Starting at the line that contains "plant. Keep to one point per instance.", quote each line exactly through the last line of the entries, both included.

═════ Stored records ═════

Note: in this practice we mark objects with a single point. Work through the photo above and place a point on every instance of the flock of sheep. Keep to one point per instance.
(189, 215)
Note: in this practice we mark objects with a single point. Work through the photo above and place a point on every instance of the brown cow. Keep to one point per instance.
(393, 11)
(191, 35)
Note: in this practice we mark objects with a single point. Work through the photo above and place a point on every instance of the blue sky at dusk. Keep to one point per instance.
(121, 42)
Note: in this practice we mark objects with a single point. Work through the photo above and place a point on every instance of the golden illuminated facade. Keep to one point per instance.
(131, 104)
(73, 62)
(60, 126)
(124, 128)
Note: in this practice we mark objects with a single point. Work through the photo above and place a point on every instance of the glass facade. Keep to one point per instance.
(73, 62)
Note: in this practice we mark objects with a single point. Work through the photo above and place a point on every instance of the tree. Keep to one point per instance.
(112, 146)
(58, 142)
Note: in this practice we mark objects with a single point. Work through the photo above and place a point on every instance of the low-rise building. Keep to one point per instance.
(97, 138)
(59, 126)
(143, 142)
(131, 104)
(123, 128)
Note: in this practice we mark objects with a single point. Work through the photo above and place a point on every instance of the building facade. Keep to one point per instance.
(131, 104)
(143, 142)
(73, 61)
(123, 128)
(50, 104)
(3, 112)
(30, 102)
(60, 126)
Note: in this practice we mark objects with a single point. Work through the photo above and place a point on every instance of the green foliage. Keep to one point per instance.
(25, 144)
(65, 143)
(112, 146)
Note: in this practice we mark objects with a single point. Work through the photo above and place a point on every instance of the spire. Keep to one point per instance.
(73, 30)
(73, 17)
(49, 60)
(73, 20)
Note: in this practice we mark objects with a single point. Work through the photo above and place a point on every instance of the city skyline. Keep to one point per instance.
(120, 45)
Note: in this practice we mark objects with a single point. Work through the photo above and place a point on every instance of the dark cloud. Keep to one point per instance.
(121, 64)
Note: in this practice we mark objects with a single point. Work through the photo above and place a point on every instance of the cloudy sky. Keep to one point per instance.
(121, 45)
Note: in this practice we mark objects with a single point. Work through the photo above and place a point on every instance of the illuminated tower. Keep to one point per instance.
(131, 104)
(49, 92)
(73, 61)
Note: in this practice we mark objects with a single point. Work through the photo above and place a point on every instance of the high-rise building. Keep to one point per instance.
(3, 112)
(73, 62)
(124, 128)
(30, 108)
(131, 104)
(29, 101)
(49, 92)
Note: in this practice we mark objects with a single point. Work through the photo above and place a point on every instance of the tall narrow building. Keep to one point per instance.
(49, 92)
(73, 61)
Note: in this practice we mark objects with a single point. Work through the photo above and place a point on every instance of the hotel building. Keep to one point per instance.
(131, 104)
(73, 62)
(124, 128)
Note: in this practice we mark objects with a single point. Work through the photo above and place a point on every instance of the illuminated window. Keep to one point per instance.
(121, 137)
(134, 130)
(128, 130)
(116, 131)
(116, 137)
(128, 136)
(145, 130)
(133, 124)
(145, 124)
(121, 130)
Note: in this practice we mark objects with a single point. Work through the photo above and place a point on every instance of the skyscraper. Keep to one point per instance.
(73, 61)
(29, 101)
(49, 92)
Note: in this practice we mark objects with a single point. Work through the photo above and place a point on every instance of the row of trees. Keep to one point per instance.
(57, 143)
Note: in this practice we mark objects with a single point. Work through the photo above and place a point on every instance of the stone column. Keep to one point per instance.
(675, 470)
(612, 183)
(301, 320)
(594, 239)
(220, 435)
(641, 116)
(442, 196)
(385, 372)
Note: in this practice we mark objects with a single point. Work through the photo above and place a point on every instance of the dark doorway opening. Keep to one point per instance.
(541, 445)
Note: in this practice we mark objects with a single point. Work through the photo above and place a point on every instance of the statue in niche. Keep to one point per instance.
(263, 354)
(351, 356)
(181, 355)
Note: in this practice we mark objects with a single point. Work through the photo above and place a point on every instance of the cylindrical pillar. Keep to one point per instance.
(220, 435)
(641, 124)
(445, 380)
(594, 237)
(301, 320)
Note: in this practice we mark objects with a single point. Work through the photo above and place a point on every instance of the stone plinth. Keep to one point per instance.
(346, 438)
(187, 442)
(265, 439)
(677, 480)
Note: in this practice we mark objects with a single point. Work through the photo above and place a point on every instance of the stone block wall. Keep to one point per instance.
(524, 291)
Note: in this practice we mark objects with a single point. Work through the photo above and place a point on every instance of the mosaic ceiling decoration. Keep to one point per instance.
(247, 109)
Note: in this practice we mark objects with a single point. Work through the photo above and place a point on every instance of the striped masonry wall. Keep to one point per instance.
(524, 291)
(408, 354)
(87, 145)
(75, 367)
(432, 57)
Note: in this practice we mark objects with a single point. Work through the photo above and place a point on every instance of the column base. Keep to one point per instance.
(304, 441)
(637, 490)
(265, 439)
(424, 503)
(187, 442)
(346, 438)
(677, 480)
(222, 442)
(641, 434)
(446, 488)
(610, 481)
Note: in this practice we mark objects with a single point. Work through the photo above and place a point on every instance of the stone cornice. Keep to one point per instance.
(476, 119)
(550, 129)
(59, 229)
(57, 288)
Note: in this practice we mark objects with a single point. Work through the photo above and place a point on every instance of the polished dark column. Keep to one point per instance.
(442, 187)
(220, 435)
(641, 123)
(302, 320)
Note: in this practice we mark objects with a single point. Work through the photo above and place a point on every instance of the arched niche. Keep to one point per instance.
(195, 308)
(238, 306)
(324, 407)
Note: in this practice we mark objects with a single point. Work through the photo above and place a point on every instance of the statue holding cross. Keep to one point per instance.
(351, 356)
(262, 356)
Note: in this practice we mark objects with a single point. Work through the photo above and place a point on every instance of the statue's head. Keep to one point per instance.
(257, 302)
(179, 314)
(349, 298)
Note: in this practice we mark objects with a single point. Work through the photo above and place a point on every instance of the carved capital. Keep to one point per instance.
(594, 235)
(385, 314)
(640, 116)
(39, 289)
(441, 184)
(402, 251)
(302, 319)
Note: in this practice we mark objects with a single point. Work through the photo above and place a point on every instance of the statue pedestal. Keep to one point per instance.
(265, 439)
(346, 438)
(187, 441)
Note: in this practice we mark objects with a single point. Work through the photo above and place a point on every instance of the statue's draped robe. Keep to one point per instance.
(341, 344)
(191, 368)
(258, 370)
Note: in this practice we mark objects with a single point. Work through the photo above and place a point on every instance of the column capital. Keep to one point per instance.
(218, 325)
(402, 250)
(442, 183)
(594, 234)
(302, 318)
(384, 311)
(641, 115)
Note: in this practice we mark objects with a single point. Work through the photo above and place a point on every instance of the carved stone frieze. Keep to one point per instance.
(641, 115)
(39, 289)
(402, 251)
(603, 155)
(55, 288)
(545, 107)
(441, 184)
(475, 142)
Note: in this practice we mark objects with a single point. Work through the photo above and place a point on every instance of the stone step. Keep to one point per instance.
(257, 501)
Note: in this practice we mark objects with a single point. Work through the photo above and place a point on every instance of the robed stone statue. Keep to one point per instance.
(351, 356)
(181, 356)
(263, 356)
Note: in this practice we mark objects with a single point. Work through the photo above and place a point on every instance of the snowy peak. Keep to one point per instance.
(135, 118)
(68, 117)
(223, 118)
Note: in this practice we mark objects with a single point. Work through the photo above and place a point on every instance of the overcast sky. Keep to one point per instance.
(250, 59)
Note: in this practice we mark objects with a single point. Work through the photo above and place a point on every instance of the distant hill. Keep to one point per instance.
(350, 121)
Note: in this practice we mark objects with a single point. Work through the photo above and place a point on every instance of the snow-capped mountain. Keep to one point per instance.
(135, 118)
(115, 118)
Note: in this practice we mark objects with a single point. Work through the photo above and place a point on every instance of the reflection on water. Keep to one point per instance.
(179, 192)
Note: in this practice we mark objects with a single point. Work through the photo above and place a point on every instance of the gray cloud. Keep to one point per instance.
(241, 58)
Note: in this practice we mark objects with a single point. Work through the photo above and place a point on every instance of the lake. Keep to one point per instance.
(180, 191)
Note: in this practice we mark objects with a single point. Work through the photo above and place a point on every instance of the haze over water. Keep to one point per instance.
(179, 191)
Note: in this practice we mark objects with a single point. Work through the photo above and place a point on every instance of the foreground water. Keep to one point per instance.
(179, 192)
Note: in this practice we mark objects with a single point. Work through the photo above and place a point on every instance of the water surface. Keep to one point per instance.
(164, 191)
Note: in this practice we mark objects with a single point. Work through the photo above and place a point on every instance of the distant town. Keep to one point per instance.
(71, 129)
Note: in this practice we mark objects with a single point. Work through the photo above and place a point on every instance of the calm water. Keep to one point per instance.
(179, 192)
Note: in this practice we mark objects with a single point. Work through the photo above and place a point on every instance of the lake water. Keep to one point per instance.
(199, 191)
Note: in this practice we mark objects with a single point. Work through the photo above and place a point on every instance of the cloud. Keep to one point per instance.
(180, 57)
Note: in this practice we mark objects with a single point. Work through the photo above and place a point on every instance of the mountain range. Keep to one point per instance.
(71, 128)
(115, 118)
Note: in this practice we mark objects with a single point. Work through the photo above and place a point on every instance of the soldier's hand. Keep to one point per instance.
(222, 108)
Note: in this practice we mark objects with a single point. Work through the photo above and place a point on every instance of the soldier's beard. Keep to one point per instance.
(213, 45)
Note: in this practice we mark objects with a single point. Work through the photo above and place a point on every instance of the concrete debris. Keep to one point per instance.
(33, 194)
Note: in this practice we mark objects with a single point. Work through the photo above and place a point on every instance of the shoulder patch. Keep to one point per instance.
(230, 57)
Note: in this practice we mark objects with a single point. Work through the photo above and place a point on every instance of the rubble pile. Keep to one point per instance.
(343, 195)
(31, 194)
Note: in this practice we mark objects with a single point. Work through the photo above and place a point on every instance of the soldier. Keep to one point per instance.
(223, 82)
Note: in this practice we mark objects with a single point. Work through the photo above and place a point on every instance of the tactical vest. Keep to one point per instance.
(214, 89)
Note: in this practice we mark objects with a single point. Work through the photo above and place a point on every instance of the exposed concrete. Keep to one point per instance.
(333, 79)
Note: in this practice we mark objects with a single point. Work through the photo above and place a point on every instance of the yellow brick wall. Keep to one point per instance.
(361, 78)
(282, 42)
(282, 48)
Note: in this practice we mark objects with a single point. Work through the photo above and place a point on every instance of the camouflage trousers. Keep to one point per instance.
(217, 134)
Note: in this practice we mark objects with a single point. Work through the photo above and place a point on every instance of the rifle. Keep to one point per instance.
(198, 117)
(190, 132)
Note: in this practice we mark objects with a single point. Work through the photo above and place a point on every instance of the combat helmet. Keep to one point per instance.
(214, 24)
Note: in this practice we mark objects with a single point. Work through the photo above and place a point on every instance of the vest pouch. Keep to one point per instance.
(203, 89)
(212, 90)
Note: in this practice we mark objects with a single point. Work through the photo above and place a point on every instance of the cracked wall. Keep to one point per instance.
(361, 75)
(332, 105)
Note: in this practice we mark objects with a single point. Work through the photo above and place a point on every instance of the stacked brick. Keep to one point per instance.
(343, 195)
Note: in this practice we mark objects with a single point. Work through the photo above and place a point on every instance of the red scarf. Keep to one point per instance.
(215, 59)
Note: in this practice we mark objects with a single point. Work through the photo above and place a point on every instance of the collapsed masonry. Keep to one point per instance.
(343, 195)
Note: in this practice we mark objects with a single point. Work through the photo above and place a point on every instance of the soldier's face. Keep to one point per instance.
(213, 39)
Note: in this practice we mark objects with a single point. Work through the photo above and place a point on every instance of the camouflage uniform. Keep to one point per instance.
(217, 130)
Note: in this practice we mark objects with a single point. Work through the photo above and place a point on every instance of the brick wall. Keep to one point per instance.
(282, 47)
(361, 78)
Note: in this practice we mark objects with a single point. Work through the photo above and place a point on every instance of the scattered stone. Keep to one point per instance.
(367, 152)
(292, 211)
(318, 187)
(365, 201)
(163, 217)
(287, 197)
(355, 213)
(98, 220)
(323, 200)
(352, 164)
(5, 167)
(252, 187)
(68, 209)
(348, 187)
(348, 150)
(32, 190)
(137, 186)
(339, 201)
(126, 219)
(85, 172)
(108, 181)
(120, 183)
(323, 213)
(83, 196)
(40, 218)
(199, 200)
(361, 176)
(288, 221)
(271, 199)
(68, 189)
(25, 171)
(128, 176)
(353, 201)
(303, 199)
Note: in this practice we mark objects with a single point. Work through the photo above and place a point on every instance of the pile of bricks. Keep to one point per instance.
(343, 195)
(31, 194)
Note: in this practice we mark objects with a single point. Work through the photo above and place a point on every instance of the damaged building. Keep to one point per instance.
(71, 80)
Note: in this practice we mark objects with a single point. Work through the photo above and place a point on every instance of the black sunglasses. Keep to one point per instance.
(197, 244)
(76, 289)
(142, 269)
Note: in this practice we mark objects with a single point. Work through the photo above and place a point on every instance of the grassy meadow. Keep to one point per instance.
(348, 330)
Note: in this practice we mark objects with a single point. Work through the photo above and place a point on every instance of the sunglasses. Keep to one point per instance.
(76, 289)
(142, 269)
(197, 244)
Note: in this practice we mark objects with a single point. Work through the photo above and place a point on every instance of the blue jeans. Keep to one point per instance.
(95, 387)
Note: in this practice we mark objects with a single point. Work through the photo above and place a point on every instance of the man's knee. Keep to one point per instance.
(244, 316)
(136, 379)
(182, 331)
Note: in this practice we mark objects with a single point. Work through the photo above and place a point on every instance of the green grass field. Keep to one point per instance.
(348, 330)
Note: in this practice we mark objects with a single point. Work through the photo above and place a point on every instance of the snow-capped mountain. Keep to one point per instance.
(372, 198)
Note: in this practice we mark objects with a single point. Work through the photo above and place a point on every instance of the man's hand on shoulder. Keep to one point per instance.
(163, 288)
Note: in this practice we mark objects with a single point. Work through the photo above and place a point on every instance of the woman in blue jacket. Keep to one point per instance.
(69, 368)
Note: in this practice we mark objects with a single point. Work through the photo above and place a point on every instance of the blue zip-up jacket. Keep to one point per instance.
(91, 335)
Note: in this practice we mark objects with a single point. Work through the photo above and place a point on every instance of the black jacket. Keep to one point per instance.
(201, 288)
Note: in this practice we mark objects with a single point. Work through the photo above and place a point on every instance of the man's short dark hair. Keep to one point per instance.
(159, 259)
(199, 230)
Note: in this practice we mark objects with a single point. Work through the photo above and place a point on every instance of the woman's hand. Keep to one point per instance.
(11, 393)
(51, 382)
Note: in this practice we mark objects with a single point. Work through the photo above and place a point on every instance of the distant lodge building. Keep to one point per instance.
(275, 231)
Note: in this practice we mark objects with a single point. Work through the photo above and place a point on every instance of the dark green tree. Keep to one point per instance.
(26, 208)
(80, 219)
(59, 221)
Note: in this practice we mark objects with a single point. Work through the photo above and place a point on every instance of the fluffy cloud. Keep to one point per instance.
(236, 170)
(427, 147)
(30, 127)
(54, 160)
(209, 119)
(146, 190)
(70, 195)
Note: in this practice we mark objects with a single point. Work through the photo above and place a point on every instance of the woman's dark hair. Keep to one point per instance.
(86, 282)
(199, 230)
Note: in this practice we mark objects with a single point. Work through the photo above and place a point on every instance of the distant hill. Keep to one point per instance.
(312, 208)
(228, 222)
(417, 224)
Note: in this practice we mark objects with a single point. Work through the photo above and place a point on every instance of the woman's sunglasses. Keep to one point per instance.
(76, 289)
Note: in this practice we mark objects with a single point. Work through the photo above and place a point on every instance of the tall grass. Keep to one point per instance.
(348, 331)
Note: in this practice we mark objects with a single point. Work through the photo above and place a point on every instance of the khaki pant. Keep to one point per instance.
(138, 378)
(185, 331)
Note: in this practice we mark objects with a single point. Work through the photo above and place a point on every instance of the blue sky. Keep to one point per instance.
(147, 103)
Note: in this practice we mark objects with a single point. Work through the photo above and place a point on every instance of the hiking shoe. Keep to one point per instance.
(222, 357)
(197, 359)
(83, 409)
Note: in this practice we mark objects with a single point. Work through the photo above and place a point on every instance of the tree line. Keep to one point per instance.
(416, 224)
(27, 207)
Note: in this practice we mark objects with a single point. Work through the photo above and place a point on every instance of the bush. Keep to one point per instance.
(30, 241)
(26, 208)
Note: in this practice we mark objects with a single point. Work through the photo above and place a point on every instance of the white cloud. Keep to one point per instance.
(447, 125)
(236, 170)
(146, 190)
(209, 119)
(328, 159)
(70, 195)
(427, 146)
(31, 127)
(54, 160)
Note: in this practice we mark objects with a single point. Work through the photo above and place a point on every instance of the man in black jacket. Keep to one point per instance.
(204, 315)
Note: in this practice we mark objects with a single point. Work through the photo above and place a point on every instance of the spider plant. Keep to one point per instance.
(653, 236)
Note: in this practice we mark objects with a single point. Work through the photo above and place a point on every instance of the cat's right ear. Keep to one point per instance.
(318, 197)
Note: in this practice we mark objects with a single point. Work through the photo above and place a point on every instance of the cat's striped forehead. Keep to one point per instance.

═════

**Reply to the task**
Note: in this practice we mark objects with a single point. Work through the photo above and place a point on every instance of the spider plant. Keep to one point per instance.
(653, 236)
Note: in this practice we mark objects with a single point. Work through the photo above and place a point on every instance of the cat's right ear. Keep to one point per instance.
(318, 197)
Note: in this practice we mark objects with a single point. Work through the photo above and place a point on every instance of the cat's striped forehead. Keep to one point per instance.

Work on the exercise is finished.